Beckman: Selfies evolve into mainstream status

Millennials no longer own the selfie.

Often described as a negative aspect of the “me” generation, the selfie has officially gone from a generational epidemic to a pandemic, infecting everyone from parents to the President of the United States.

On April 17, Vice President Joe Biden and the White House both tweeted a selfie of Biden and President Barack Obama. While the White House captioned it, “Pals,” Biden called it “The First Selfie.” If you didn’t believe it when the Oxford Dictionary named it word of the year or when Ellen DeGeneres’ Oscar selfie became the most retweeted photo in Twitter history, believe it now. The selfie no longer is unique to a generation. Instead, it characterizes our society as a whole.

The evolution of the selfie is splashed across the pages of the Internet. If you look up when was the first selfie, some websites say it was in 1839. But the first recorded use of the word “selfie” was in 2002, by an Australian man referring to the quality of a photo on an online forum: “sorry about the focus, it was a selfie,” according to a November 2013 Slate article.

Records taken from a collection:

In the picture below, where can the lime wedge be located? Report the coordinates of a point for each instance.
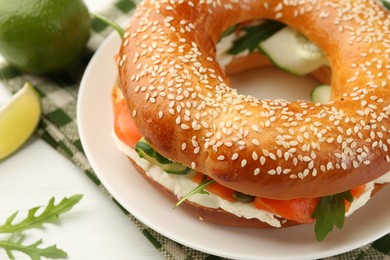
(18, 119)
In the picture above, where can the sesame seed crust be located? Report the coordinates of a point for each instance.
(183, 103)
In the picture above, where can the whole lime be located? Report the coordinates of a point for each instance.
(43, 36)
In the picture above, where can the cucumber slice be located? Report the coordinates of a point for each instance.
(320, 94)
(147, 152)
(291, 51)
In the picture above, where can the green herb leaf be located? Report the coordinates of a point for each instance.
(111, 23)
(49, 215)
(329, 212)
(32, 250)
(254, 36)
(200, 189)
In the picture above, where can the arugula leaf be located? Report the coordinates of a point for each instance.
(254, 36)
(49, 215)
(200, 189)
(32, 250)
(329, 212)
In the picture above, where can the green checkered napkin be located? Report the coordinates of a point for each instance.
(58, 128)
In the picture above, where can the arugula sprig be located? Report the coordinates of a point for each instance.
(254, 36)
(32, 250)
(330, 212)
(200, 189)
(50, 214)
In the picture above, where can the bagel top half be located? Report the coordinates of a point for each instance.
(183, 103)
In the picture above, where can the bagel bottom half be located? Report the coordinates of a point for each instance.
(216, 216)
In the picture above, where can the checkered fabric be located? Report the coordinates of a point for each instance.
(58, 128)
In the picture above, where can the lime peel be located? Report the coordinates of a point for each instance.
(19, 118)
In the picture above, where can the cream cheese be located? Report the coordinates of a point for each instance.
(182, 185)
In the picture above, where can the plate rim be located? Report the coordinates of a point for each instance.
(91, 158)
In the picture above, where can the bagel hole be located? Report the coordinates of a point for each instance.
(273, 83)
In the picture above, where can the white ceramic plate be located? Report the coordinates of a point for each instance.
(138, 197)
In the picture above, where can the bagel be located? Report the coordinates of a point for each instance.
(182, 102)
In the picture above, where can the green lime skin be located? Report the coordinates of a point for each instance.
(43, 36)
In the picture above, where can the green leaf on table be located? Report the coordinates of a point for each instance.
(254, 36)
(50, 214)
(15, 243)
(330, 212)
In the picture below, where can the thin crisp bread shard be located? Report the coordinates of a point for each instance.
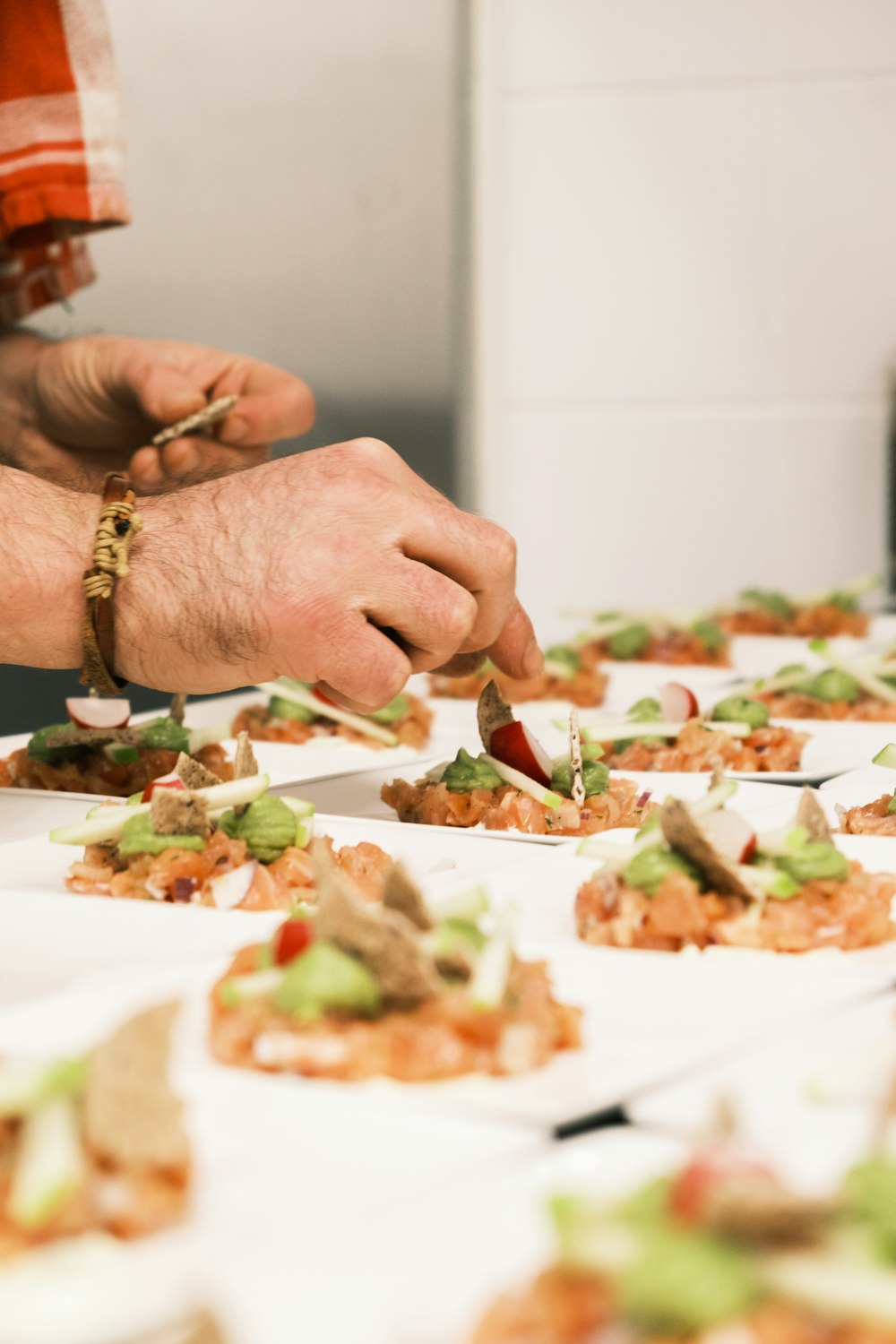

COMPLETE THE FOLLOWING
[1] In the column on selfies, how did the White House caption the selfie of Biden and Obama?
[2] Write the next part of the column on selfies, starting right after its last sentence.

ANSWERS FOR THE TASKS
[1] "Pals."

[2]
And then social media happened and selfies became mainstream, earning millennials their narcissistic status. From MySpace to Instagram, our generation were the leaders of the #selfie. But as social media expanded to all ages and more and more people started buying smartphones, the selfie made the natural jump from millennials to everyone else.



When millennials post selfies, it usually means we’re “self-obsessed.” With the selfie craze expanding beyond our generation, however, I think it’s showing something else. Instead of exemplifying that society is self-obsessed, it’s revealing just how saturated our lives are with technology and just how connected we are to our phones.  That may sound like a bad thing, but actually, it’s not.

Society is simply using the technology they’re given. We use phones for social media, GPS, research, communication; it’s only natural we would use it to document moments by snapping a selfie. We’re embracing the fact that smartphones and social media give us the tools to share our experiences with our friends, so why fight it?

At this point, the selfie has evolved past the individual. The most popular way to take selfies is with other people, or a group selfie. Even Chancellor Kent Syverud has hopped on the selfie bandwagon. After his inauguration, there was a photo of him posing for a selfie with another student on the university’s website. Currently, most selfies are no longer about looks, attractive or unattractive, and are meant to be funny. The selfie has finally evolved past its own name and brought more than one person into the frame.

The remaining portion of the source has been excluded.